I live with my husband, teen daughter (with the other away at college), and our beloved Yellow Lab/Chesapeake Bay Mix—Taffy, in the Auburn valley, 30 minutes south of Seattle. To decompress, I spend time in my English rose garden, enjoy entertaining friends on my cozy back covered porch, and making sure my Fantasy Football line up will get me a weekly win. We’re huge sports fans, be it the local high school basketball game, college tourneys, or our Mariner’s season tickets. Sometimes you’ll see more content about Taffy and sports than cakes in my social feeds. Life is an adventure, and we do it with sweets and baseball caps.
Before opening my gluten free bakery in 2016, I used my degree in Psychology in the financial world, managing a bank. I later focused on raising our two daughters, and building two different businesses. One, in the culinary field, provided in-depth instruction that only heightened my love for food creation. But when our youngest daughter was diagnosed with Celiac Disease at age three, our world turned upside-down. I had to relearn how to bake. We had to overhaul our home kitchen. I had to become the Grand Inquisitor at restaurants to advocate for a safe eating experience for our toddler. It was terrifying, exhausting, and frustrating. But our goal was to ensure that as life-altering as this new way of eating had to be, she wouldn’t feel excluded.
Allergen Statement
Wheat/Gluten
Here's a given. You just won't find this poison anywhere all up in our business. ;) We needed a dedicated facility for our own daughter's needs. We're so thankful there are bakeries that make some gluten free options for those who just try to avoid gluten....but for a Celiac....unless they clean their equipment, and then clean it at least 3 hours later...and maybe again after 12-24 hours (did you know flour can hang in the air for that long....drift back down to the counter top or mixer or sheet pan, and nestle secretly there? Yeah.....)....then you know it's not safe. So, again. SANS GLUTEN! (That's french for gluten free.)

**Task instructions**
Resume the bakery owner's text on gluten free baking, picking up right after its last sentence. The rows that come next have nothing to do with the bakery owner's text.

**Data shown**
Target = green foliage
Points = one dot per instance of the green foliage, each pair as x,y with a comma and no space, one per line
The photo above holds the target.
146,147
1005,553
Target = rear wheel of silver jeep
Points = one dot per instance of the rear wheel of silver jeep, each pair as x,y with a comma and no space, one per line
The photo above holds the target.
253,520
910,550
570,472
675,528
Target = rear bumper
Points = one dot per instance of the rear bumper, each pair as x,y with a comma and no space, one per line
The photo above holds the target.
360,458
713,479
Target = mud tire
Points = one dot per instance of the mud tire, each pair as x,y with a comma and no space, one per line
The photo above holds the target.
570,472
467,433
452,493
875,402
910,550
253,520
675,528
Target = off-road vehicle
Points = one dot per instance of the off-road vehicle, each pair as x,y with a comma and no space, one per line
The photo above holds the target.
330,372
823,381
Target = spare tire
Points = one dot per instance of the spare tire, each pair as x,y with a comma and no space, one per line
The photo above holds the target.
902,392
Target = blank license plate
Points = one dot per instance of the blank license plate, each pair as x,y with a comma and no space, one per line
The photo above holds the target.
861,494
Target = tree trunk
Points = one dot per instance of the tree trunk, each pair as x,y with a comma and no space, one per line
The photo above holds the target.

**Final answer**
Peanuts
WE ARE NOT A PEANUT FREE FACILITY. But here is what we do. If we are alerted of a peanut allergy in an order, that order will be the first one processed in that day, (on clean equipment) so that as little cross-transfer as possible would occur. Any peanut derived ingredient is segregated from the other working ingredients in its own cupboard. If you are highly sensitive to peanuts, we advise you to refrain from enjoying our baked goods.
Tree Nuts
We use unsweetened almond milk in place of cow's milk in our dairy free and vegan options. Tree nuts, such as Almonds, Pecans, and Coconut are kept on a separate shelf away from other ingredients. If a tree nut allergy is alerted, we swap Almond milk out for GF certified Oat Milk.
Dairy
Dairy-free orders are processed before "regular" gf orders in the day. Equipment is washed in between each order, but allergen alerted orders will always be processed first.
Eggs
Vegan orders will be processed before DF orders, if identified.
Other
Some Celiacs are sensitive to Oats. (Even GF Oats.) Know that we only use certified GF Oats. But we do use them. They are not kept next to the flour. If you are sensitive to oats, please let us know and we'll be extra careful to make sure your order is not processed at the same time as those using oats.